● Цитируемый текст
****

После такого результата, по возможному сценарию, происходит перераспределение полномочий в пользу новой ГД накануне президентских выборов. Таким образом, страна, по мнению авторов этой концепции, не будет зависеть от случайностей, в том числе и связанных с возможными выборами президента.
И в этом плане есть своя логика, с которой во многом можно было бы и согласиться. За исключением одного: роли в этом процессе оппозиции, и прежде всего, оппозиции НПСР. Эта роль заведомо будет сведена к минимуму в новом парламенте, а новая элита в этом случае не допустит и на президентских выборах победы кандидата от оппозиции.
Не являясь членом КПРФ, я не имею права давать советы политическому руководству партии относительно избираемой стратегии. Но, как сопредседатель НПСР, я хочу честно высказаться по следующему поводу: преждевременный роспуск ГД усложняет ситуацию внутри объединенной оппозиции. Уже сейчас ясно, что точки зрения радикалов не придерживается значительная часть депутатов от оппозиции не только в аграрной группе и группе “Народовластие”, но и в самой фракции КПРФ. Идея о том, чтобы руками (точнее, голосами) этих депутатов “втихую” согласовать премьера, по сути своей — нечестная, чреватая углублением разногласий, вплоть до разрыва. Не лучше ли честно, без предвзятостей, обсудить общую стратегию? (Именно так, в конечном счете и произошло: не только часть аграриев и членов группы “Народовластие”, но и определенная часть фракции КПРФ выступила с отличной точкой зрения, став “предателями”. Насколько после этого они полюбили “принципиальных” союзников можно догадываться.)
У этой проблемы есть и другая, может быть, еще более важная для НПСР сторона. Речь идет о том, что в случае досрочных парламентских выборов маловероятно, чтобы КПРФ пошла в рамках НПСР. Об этом стараются открыто не говорить, но рискну предположить, что результат будет именно таким. Это означает, что НПСР скорее всего развалится, а на президентских выборах, естественно, уже не поддержит единого кандидата. А значит, мы опять проиграем.
Поэтому радикализм, проповедуемый Т.Авалиани, В.Купцовым, А.Куваевым, Т.Астраханкиной и другими радикальными “лидерами”, играет только на руку нашим политическим противникам. Они, безусловно, понимают, что произойдет в результате их действий и готовы не только на роспуск ГД, но и на развал оппозиции в лице НПСР. Об этом, в частности, откровенно сказал новый “вождь” А.Куваев, заявивший, что “выбирать придется между С.Кириенко и партией”. Из этого высказывания видна вся провокационность тактики радикалов.
Но главное все-таки не в этом. Главное в том, что основной пострадавшей стороной останется Государство и народ. Инициаторы роспуска ГД не могут не знать, что в соответствии со статьей 111 п. 4 Конституции РФ Президент в любом случае распускает ГД и назначает Председателя Правительства. Уже не исполняющее обязанности, а полноценное Правительство во главе c тем же С.Кириенко.

****

● Задание
Перепишите отрывок текста о роспуске Госдумы от «После такого результата, по» до «кандидата от оппозиции.», заменив «оппозиции» на «левых сил». Материал здесь не понадобится.

****

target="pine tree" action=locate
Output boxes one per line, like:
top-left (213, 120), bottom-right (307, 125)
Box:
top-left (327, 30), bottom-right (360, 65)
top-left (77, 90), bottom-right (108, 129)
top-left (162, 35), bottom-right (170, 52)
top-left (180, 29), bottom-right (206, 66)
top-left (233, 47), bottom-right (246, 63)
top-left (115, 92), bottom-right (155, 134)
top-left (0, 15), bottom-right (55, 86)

****

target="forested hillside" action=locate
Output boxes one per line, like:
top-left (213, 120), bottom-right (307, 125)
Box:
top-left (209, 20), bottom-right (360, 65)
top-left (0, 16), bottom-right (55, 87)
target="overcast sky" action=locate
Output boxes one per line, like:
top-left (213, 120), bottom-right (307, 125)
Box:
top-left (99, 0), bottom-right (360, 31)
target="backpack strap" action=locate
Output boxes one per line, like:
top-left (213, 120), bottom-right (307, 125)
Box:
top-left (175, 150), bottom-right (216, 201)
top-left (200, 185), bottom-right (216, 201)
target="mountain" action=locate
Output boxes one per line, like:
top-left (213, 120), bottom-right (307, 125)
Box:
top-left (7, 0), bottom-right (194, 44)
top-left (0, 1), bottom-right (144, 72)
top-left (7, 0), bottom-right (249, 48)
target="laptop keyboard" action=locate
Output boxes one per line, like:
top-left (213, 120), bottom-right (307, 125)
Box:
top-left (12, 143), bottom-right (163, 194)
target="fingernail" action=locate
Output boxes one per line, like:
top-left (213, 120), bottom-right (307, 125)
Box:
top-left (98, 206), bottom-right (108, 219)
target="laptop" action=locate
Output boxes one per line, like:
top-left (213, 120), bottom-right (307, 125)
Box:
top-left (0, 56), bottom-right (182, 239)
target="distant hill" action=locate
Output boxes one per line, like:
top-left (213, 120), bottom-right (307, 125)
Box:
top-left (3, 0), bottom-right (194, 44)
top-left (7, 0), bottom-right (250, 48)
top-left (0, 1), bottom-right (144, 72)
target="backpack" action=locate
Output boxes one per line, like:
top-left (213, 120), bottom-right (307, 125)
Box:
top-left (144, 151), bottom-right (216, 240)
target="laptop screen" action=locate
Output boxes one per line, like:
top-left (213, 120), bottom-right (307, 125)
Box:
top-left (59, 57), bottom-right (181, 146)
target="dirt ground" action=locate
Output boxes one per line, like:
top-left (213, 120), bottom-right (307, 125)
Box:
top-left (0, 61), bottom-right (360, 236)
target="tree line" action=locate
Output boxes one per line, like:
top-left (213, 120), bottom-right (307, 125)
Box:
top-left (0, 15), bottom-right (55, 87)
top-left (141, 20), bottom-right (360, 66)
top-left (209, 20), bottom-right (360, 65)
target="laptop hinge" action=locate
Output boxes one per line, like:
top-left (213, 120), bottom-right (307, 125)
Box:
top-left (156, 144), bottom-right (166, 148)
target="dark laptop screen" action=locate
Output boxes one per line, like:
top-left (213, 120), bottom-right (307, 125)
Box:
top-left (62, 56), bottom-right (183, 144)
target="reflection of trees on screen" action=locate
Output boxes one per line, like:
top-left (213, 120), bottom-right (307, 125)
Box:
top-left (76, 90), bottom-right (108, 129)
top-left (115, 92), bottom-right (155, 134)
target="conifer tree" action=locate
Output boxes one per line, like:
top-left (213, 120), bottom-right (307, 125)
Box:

****

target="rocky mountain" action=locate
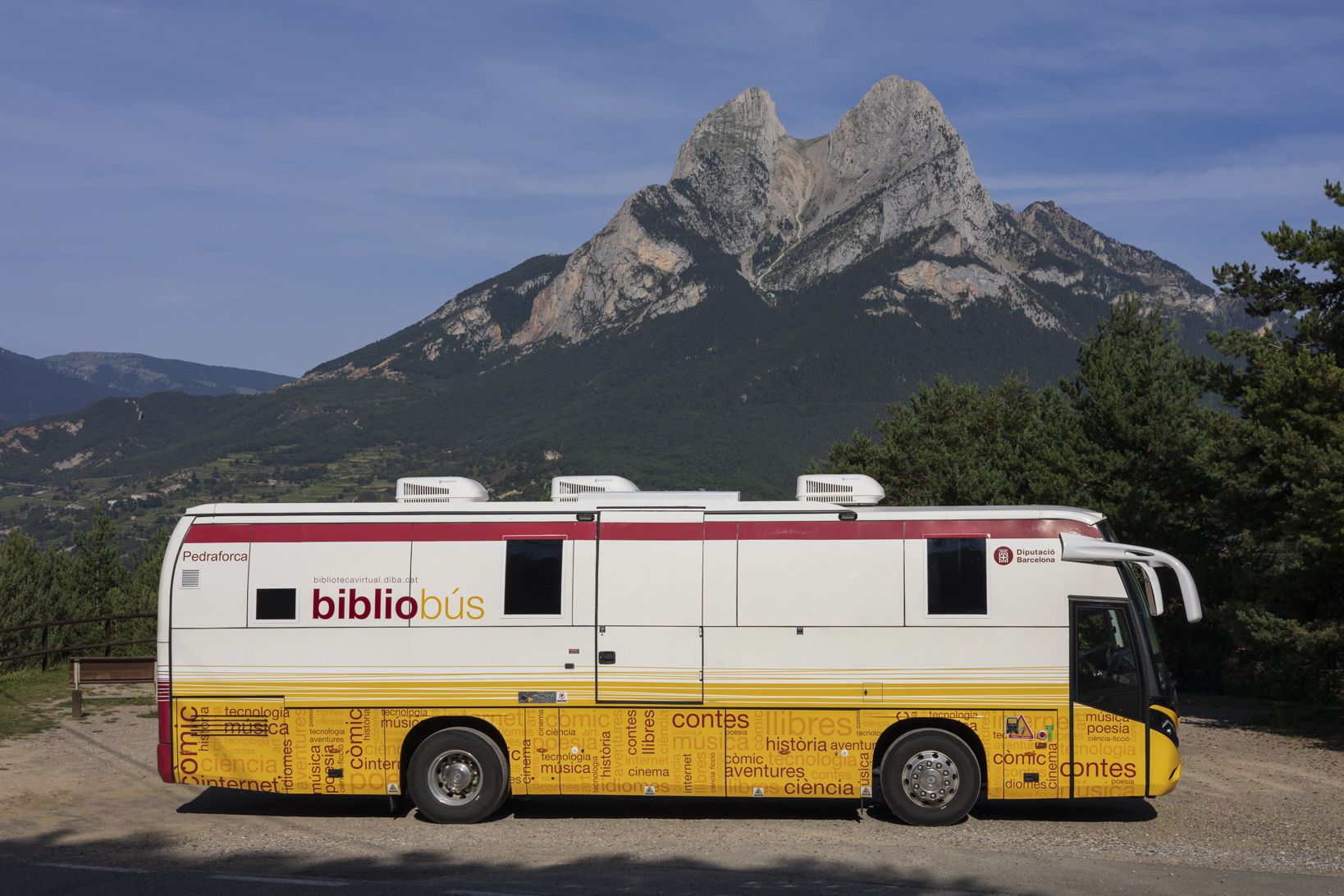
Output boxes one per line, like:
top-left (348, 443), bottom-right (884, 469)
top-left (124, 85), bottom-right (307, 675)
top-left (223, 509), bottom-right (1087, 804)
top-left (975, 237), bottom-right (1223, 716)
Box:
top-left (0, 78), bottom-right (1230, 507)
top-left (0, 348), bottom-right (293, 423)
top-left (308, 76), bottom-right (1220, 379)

****

● Ответ к заданию
После такого результата, по возможному сценарию, происходит перераспределение полномочий в пользу новой ГД накануне президентских выборов. Таким образом, страна, по мнению авторов этой концепции, не будет зависеть от случайностей, в том числе и связанных с возможными выборами президента.
И в этом плане есть своя логика, с которой во многом можно было бы и согласиться. За исключением одного: роли в этом процессе левых сил, и прежде всего, левых сил НПСР. Эта роль заведомо будет сведена к минимуму в новом парламенте, а новая элита в этом случае не допустит и на президентских выборах победы кандидата от левых сил.